GIVEN TASK → Rewrite the lines below as a numbered list, omitting any blank lines.

DATA RECORDS →

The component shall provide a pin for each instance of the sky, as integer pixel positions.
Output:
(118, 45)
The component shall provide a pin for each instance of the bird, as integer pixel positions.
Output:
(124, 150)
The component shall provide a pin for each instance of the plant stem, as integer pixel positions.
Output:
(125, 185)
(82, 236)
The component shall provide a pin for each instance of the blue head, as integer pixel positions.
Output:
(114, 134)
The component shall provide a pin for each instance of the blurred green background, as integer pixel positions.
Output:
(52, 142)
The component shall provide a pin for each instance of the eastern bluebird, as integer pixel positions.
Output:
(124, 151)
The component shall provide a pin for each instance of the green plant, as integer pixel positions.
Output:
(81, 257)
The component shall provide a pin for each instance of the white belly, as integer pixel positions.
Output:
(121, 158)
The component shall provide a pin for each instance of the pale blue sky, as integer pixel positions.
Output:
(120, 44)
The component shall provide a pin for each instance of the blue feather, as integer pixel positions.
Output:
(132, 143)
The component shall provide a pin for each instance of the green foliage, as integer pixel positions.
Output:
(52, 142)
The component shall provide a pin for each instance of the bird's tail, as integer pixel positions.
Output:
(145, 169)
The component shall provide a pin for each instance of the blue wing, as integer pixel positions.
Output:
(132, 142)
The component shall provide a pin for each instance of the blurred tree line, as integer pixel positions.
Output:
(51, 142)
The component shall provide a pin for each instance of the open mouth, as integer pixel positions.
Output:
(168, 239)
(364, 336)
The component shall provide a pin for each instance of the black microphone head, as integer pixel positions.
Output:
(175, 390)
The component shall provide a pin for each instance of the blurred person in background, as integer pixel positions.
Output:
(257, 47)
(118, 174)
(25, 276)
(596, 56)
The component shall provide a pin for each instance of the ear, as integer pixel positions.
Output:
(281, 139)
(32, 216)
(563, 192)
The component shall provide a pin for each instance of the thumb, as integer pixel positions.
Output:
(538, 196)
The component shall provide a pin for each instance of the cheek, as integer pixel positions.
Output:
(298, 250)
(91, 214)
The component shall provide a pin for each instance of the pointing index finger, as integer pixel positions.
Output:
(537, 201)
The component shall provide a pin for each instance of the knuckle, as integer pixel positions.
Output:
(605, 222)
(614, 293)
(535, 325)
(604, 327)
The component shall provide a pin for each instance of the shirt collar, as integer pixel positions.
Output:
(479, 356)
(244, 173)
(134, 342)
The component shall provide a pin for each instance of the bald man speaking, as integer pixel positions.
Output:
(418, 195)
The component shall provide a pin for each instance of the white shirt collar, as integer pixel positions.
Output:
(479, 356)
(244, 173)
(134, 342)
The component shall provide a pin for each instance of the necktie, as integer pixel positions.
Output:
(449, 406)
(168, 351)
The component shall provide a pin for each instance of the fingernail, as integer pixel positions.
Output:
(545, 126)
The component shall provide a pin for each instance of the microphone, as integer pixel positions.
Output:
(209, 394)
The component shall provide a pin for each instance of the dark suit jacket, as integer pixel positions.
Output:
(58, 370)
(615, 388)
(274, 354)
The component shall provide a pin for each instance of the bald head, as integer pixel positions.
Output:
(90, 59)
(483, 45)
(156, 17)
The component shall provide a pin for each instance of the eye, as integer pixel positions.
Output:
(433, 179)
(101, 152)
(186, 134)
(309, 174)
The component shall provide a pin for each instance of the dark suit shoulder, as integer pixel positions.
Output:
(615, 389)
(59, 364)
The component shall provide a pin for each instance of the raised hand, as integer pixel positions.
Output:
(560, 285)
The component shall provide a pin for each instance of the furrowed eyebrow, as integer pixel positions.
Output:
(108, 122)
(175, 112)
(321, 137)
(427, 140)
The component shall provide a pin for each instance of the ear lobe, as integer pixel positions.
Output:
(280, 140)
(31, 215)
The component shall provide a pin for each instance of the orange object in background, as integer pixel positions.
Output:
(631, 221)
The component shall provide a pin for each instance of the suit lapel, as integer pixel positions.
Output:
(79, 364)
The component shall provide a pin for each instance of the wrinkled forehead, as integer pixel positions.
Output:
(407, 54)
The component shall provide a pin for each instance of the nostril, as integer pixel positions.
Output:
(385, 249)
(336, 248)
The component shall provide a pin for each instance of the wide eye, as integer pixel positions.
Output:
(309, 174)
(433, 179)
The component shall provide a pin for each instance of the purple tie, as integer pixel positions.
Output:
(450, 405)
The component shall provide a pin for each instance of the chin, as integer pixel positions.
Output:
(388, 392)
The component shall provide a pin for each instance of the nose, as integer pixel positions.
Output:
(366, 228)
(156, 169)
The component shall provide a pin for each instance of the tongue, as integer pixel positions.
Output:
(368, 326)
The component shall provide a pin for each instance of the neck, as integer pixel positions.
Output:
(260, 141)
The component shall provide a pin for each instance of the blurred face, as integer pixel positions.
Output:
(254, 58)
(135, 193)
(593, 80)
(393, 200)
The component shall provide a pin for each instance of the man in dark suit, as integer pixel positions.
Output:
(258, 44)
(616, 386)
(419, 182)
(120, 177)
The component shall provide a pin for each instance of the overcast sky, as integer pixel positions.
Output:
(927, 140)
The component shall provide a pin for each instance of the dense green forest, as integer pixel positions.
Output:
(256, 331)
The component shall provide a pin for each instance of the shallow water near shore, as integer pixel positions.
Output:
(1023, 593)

SOLUTION TO THIS EXERCISE →
1. The component shall provide a pin for each instance of the sky, as integer pixel positions.
2. Output:
3. (118, 45)
4. The component shall provide a pin for each instance of the bird, as integer pixel positions.
5. Output:
6. (124, 150)
7. The component shall provide a pin for each instance of the plant stem, as integer pixel positions.
8. Output:
9. (125, 185)
10. (82, 236)
11. The component shall provide a pin for each instance of the blue head, as integer pixel positions.
12. Output:
13. (114, 134)
14. The component shall provide a pin for each instance of the blurred green background, as integer pixel positions.
15. Output:
16. (52, 142)
17. The component shall provide a pin for each instance of the eastern bluebird, as integer pixel positions.
18. Output:
19. (124, 151)
20. The component shall provide a pin for each instance of the green plant, as integer pixel positions.
21. Output:
22. (81, 257)
23. The component shall provide a pin for each instance of the white belly, as integer pixel positions.
24. Output:
25. (121, 158)
26. The component shall provide a pin for each instance of the pale blue sky, as integer pixel positions.
27. Output:
28. (120, 44)
29. The component shall provide a pin for each instance of the blue feather, as integer pixel positions.
30. Output:
31. (132, 143)
32. The component shall provide a pin for each instance of the green foliage, as integer pixel positions.
33. Output:
34. (52, 142)
35. The component shall provide a pin for each instance of the bird's tail, as integer pixel positions.
36. Output:
37. (145, 169)
38. The component shall provide a pin for each instance of the blue wing, as integer pixel positions.
39. Output:
40. (132, 142)
41. The component shall provide a pin for each instance of the blurred tree line, as integer pixel positions.
42. Output:
43. (51, 142)
44. The component shall provide a pin for each instance of the open mouth, as integer pixel positions.
45. Output:
46. (168, 239)
47. (364, 336)
48. The component shall provide a pin for each instance of the black microphone head, as integer pixel positions.
49. Output:
50. (175, 390)
51. The component shall provide a pin for each instance of the blurred person in background, as integer pixel positions.
52. Output:
53. (257, 47)
54. (118, 174)
55. (25, 276)
56. (596, 56)
57. The component shall provide a pin for each instance of the ear, as integer pixel positions.
58. Output:
59. (281, 139)
60. (32, 216)
61. (563, 192)
62. The component shall provide a pin for each instance of the thumb, as integer pixel positions.
63. Output:
64. (538, 196)
65. The component shall provide a pin for each instance of the cheek, as integer pixel positions.
66. Output:
67. (298, 250)
68. (91, 214)
69. The component shall provide a pin for each instance of the pointing index finger, as integer pixel positions.
70. Output:
71. (537, 201)
72. The component shall provide a pin for each instance of the knuckle, as integer pixel positions.
73. Output:
74. (605, 222)
75. (614, 293)
76. (535, 325)
77. (604, 327)
78. The component shall provide a pin for each instance of the shirt collar, as integer pixel positions.
79. Output:
80. (479, 356)
81. (244, 173)
82. (134, 342)
83. The component shall provide a pin for each instance of the bald man speaking, as integer pixel positions.
84. Output:
85. (418, 195)
86. The component shall provide a pin for each instance of the white shirt collar, as integer pixel positions.
87. Output:
88. (479, 356)
89. (244, 173)
90. (134, 342)
91. The component shall provide a pin for each instance of the necktie, as integer pixel positions.
92. Output:
93. (449, 406)
94. (168, 351)
95. The component shall provide a pin for each instance of the fingernail, as integer pixel positions.
96. Output:
97. (545, 126)
98. The component shall provide a pin for each instance of the microphone, as integer pixel positions.
99. Output:
100. (209, 394)
101. The component shall provide a pin for each instance of the dark suit jacket, as integer pixel positions.
102. Output:
103. (58, 370)
104. (615, 388)
105. (274, 354)
106. The component shall provide a pin for each instance of the bald head, as integer pixel positions.
107. Output:
108. (90, 59)
109. (483, 45)
110. (156, 17)
111. The component shall provide a pin for each instance of the eye, as integer pixel positions.
112. Output:
113. (433, 179)
114. (101, 152)
115. (186, 134)
116. (309, 174)
117. The component shall provide a pin for each instance of the dark suit shoulder, as integer pixel positions.
118. Output:
119. (615, 389)
120. (59, 364)
121. The component shall provide a pin for each instance of the raised hand, as integer pixel positions.
122. Output:
123. (560, 285)
124. The component shall provide a pin for each instance of the furrowed eyebrow, as integer pixel positions.
125. Output:
126. (108, 122)
127. (175, 112)
128. (321, 137)
129. (427, 140)
130. The component shall provide a pin for each instance of the ear lobe, as integer pixel positions.
131. Output:
132. (280, 140)
133. (31, 215)
134. The component shall provide a pin for each instance of the orange object in background, as integer pixel positions.
135. Output:
136. (631, 221)
137. The component shall provide a pin for each instance of the suit lapel, as integer pixel positions.
138. Output:
139. (79, 364)
140. The component shall provide a pin for each instance of the wrinkled forehead, as integer pixel positions.
141. Output:
142. (407, 54)
143. The component shall provide a pin for each instance of the nostril, as integer pixel positions.
144. Output:
145. (385, 249)
146. (336, 248)
147. The component shall provide a pin for each instance of the wide eye, as integer pixel positions.
148. Output:
149. (309, 174)
150. (433, 179)
151. The component shall provide a pin for each instance of the purple tie, as integer pixel positions.
152. Output:
153. (450, 405)
154. The component shall provide a pin for each instance of the chin, as integer pixel positions.
155. Output:
156. (388, 392)
157. The component shall provide a pin for each instance of the nose, as integer pixel positions.
158. Output:
159. (366, 228)
160. (156, 169)
161. The component shall provide a pin for each instance of the tongue, as integer pixel positions.
162. Output:
163. (368, 326)
164. The component shall provide a pin for each instance of the neck, as integer pixel positions.
165. Output:
166. (260, 141)
167. The component shall provide a pin for each instance of the blurred face, as integer pixel positions.
168. Output:
169. (254, 58)
170. (135, 193)
171. (593, 80)
172. (393, 200)
173. The component shall provide a pin for each instance of the man in dark suit, as integer pixel positions.
174. Output:
175. (258, 44)
176. (616, 386)
177. (419, 182)
178. (120, 177)
179. The component shall provide a pin for each instance of the overcast sky, as integer pixel positions.
180. Output:
181. (927, 140)
182. The component shall provide a pin for each instance of the dense green forest, as integer pixel positions.
183. Output:
184. (256, 331)
185. The component shall provide a pin for each instance of the shallow water near shore, as integer pixel positions.
186. Output:
187. (1023, 593)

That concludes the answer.